Every record should be copied exactly, except that pictures are to be omitted.

**Dataset**
►

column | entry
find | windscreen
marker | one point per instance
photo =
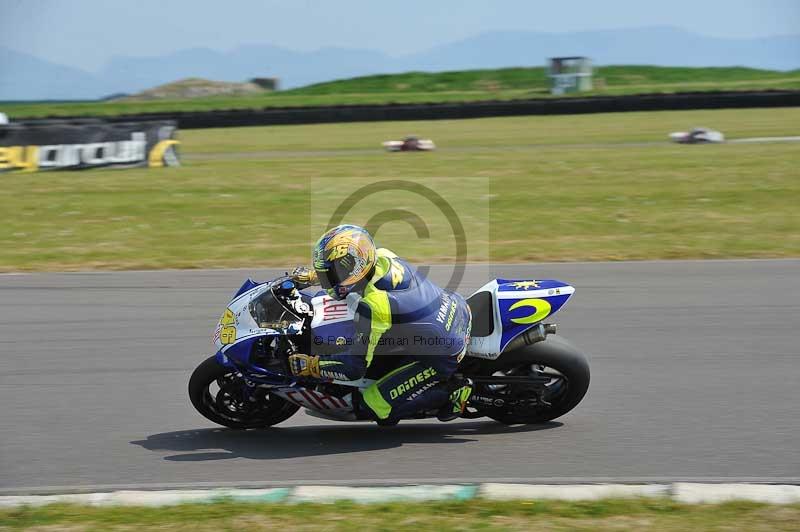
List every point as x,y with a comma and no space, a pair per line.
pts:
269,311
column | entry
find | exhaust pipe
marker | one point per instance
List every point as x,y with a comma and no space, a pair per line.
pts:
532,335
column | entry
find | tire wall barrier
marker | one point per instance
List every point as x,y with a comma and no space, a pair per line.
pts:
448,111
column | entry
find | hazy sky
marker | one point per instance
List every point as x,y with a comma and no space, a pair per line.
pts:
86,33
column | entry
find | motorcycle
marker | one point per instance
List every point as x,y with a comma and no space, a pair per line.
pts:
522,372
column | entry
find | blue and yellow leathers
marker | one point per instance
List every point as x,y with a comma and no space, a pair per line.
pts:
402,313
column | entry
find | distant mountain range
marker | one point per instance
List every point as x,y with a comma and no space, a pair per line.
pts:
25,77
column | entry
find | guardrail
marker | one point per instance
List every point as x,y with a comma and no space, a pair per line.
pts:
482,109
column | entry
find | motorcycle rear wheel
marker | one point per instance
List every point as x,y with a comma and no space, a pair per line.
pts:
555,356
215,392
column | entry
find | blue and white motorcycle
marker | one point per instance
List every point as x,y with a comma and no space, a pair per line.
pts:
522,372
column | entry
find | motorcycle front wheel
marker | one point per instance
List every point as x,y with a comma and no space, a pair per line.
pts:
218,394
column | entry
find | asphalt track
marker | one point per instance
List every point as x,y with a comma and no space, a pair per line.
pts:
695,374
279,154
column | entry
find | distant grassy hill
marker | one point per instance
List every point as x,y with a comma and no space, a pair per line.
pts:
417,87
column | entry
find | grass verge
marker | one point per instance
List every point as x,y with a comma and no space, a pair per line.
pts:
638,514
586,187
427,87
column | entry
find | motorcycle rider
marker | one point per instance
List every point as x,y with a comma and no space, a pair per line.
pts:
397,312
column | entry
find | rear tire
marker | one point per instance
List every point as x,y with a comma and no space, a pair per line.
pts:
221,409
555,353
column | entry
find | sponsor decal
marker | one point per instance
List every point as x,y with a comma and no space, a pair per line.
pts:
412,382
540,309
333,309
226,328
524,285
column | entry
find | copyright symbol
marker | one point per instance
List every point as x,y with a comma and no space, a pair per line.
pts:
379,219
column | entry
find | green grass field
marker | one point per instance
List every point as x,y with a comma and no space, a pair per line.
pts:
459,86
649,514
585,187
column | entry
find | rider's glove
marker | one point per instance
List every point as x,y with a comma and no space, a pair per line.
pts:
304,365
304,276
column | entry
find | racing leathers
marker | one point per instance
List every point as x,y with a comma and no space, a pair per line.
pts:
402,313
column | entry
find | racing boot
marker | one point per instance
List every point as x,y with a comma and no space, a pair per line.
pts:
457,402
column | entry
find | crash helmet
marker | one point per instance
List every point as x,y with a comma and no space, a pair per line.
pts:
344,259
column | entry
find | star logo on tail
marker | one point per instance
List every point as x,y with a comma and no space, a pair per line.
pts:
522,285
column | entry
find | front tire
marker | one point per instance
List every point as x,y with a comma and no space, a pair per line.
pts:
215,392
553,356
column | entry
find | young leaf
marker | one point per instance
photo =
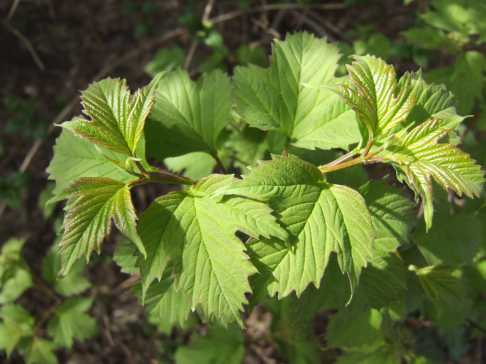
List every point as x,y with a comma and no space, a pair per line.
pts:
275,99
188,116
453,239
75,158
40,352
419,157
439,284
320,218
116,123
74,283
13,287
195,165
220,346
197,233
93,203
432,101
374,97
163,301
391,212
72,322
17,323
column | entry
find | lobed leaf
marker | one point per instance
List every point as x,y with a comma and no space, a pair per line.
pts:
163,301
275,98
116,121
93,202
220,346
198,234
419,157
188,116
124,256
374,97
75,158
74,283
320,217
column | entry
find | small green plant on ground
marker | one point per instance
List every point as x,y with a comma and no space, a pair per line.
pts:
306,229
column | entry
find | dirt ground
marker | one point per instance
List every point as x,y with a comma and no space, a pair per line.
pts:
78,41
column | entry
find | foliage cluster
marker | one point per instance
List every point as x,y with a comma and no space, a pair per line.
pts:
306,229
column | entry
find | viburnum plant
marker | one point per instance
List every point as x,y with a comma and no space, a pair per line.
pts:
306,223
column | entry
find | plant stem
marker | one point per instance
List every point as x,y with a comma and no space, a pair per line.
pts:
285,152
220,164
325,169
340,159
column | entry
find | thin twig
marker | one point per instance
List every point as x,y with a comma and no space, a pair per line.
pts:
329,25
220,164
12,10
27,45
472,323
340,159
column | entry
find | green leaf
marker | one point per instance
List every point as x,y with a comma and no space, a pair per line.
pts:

◄

**Result of this task**
column | entry
find | windscreen
marker | one point per instance
photo =
List every point as x,y with a comma and no space, a pair per line.
pts:
269,311
column | entry
find | exhaust pipe
marker | one point per instance
List every point as x,y with a comma and no space, a pair per line.
pts:
532,335
column | entry
find | tire wall barrier
marker | one point per instance
List every point as x,y with a comma and no space, a pair per line.
pts:
448,111
column | entry
find | hazy sky
marker | one point per instance
List every point as x,y with a comma and no space, a pair per line.
pts:
86,33
column | entry
find | motorcycle
marker | one point per instance
List every point as x,y with a comma and no space, a pair per line.
pts:
522,372
column | entry
find | blue and yellow leathers
marker | one point per instance
List every point as x,y with a comma and no space, a pair per line.
pts:
402,313
column | entry
find | distant mountain range
marker | one point per instance
List every point as x,y with a comma and no space, a pair per line.
pts:
25,77
column | entry
find | guardrail
marker | one point per instance
List every point as x,y with a comma and no space, a pair per line.
pts:
482,109
column | entry
find | motorcycle rear wheel
marker | one point per instance
List every point as x,y with a comma and no space, a pair per line.
pts:
555,356
215,392
column | entry
find | blue and white motorcycle
marker | one point per instance
List every point as x,y with a comma and no space, a pair per line.
pts:
522,372
column | entry
find | motorcycle front wheel
marker | one point per instance
List every point as x,y with a comma and no space, a pair per line.
pts:
218,394
column | entry
find | asphalt track
marker | one point per instance
List every point as x,y with a comma and no space, a pair per line.
pts:
695,374
279,154
column | entry
find | distant grassy hill
marker | one point per instance
List every point as x,y with a comma and no space, a pair per line.
pts:
417,87
column | entry
find | grass verge
marker | one point per instance
List every point as x,y with a comma and no space, a pair per line.
pts:
638,514
586,187
427,87
column | entry
find | motorcycle rider
marker | one point per instance
List every point as x,y with a comma and no space, a pair per line.
pts:
397,312
column | entry
find | rear tire
marker | one point per instance
List every point as x,y with a comma and no space, a pair per line.
pts:
221,409
555,353
column | entry
find | sponsor decal
marker | one point per instance
List every point as x,y with a comma and no space, a pair per line.
pts:
412,382
540,309
333,309
226,328
524,285
column | entry
find | copyright symbol
marker | one point per instance
List every point as x,y with a comma and no space, a pair per line.
pts:
379,219
column | entry
find | green grass field
marker | one point per instance
List every point as x,y with a comma and no space, a pair per line.
pts:
459,86
649,514
585,187
column | entry
find | rider's glove
marker | one point per instance
List every point as x,y with a comma and no space, a pair per line.
pts:
304,365
304,276
column | entry
find | racing leathers
marker | one point per instance
List every point as x,y with a comma and no space, a pair per line.
pts:
402,313
column | entry
find | racing boot
marker | one point per instance
List every point as x,y with a comma and no space, a pair per line.
pts:
457,402
column | entry
find | crash helmet
marker | one point per instance
List every point as x,y with a comma and no space, a pair per line.
pts:
344,259
column | entry
find | star logo on tail
marker | one point per instance
List every point as x,y with a comma and no space, a pair per line.
pts:
522,285
column | entry
find | front tire
marker | one point per instance
List every point as x,y with a comma and no space, a pair per line.
pts:
215,392
553,356
column | entry
find | young leaf
marker | one point per instance
photo =
List every point as x,y with a comma and no space, a pair per line.
pts:
275,99
188,116
453,239
75,158
40,352
419,157
439,284
320,218
116,123
74,283
13,287
195,165
220,346
197,233
93,203
432,101
374,97
163,301
391,212
72,322
17,323
column | entry
find | lobed leaf
marker | one point per instance
List every point as x,y with a comma and no space, a pair per line.
pts:
163,301
275,98
116,121
93,202
220,346
198,234
419,157
188,116
124,256
374,97
75,158
74,283
320,217
column | entry
find | small green plant on ground
marker | one point per instance
List every point as x,y with a comma and no space, a pair per line.
pts:
306,229
column | entry
find | dirt ground
marker | one point per instance
List every point as x,y with a comma and no space, a pair per line.
pts:
78,41
column | entry
find | foliage cluster
marker | one point per instance
List every point as x,y with a comma and no space, a pair per line.
pts:
306,229
column | entry
find | viburnum plant
marker | one point per instance
List every point as x,y with a comma and no space, a pair per line.
pts:
306,223
column | entry
find | plant stem
marker | one point per instance
List every point as x,y with a comma and no space, a pair per line.
pts:
285,152
220,164
325,169
340,159
column | entry
find | thin twig
marker | one point per instance
List every point as x,y with a comma and no space, a pair per line.
pts:
329,25
220,164
12,10
27,45
472,323
340,159
column | entry
find | green leaf
marker | one point per instance
List every point as x,y with a comma and no space, a pair per line.
pts:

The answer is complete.